───── RECORDS PROVIDED ─────

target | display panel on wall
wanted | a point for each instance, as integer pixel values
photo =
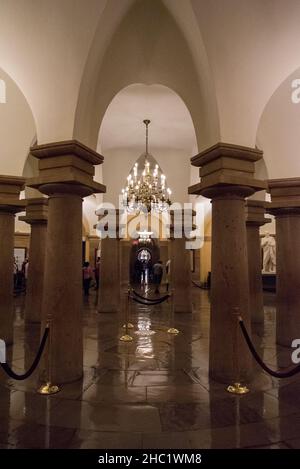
(19, 256)
(193, 260)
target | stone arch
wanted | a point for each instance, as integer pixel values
(17, 127)
(278, 132)
(145, 50)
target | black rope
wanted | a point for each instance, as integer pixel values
(199, 286)
(154, 300)
(142, 302)
(35, 363)
(276, 374)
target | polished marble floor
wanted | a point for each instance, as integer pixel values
(151, 393)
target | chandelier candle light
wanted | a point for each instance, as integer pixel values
(148, 190)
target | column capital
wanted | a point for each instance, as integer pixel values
(10, 188)
(36, 211)
(227, 169)
(66, 167)
(255, 213)
(285, 196)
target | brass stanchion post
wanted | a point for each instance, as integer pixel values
(236, 387)
(48, 388)
(127, 337)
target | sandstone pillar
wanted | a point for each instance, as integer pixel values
(227, 177)
(36, 217)
(255, 217)
(109, 295)
(285, 205)
(10, 204)
(66, 175)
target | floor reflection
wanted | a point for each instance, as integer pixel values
(151, 393)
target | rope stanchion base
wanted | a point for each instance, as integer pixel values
(48, 389)
(237, 388)
(129, 325)
(126, 338)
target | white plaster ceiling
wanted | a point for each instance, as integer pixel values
(171, 125)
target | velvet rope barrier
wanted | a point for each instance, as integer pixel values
(154, 300)
(275, 374)
(35, 363)
(199, 286)
(142, 302)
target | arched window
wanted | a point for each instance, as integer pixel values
(2, 92)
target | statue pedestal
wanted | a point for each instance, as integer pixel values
(269, 281)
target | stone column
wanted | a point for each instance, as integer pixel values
(109, 295)
(285, 205)
(255, 217)
(10, 204)
(36, 217)
(227, 177)
(181, 278)
(66, 175)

─────

Recast the items, from the line containing "target | stone arch" through the end of the items, as a two-column CSV with the columns "prompt" and "points" and one row per item. Put each item's text and its answer in their own quoted field, and replace any line breaks with spaces.

prompt,points
"target | stone arch wanted | a point for each instance, as integer pixel values","(17, 127) (278, 132) (145, 50)"
"target | black rope wanted | a point for each instance, as integer pixel values","(199, 286) (154, 300) (142, 302) (35, 363) (276, 374)"
"target | polished marble floor wanted | a point for each instance, as integer pixel values","(151, 393)"
"target | chandelier candle light wanted | a point for each instance, as integer pixel values","(148, 190)"
"target | column capital wanted | a point for each instance, as integer pixel values","(10, 188) (36, 211) (227, 169) (66, 167) (255, 213) (285, 196)"
"target | brass stanchion post wanted | a point for each instance, as integer pixel values","(236, 387) (48, 388) (127, 337)"
"target | sandstone pillar wanted | a point for each instance, as integer pixel values","(227, 177) (36, 217) (255, 217) (109, 295) (285, 205) (10, 204) (66, 175)"
"target | floor reflection wanted | a point for each instance, as integer pixel values","(151, 393)"
"target | rope stanchion base wanted | a point for each instance, as integer pixel values","(48, 389) (237, 388) (129, 325) (126, 338)"
"target | white plaster ceiling wanted | a point for each instance, as integer pixel values","(171, 125)"
"target | velvet rope barrier wanted | a point for each instance, as integer pixel values","(154, 300) (275, 374) (35, 363) (199, 286) (142, 302)"
"target | arched window wanted | a point for each instance, as integer pixel values","(2, 92)"
"target | statue pedestal wanted | a point for each instance, as integer pixel values","(269, 281)"
"target | stone column wanted | a point for each instance, as integer pixel values","(109, 295) (285, 205) (255, 217) (10, 204) (36, 217) (227, 177) (181, 278) (66, 175)"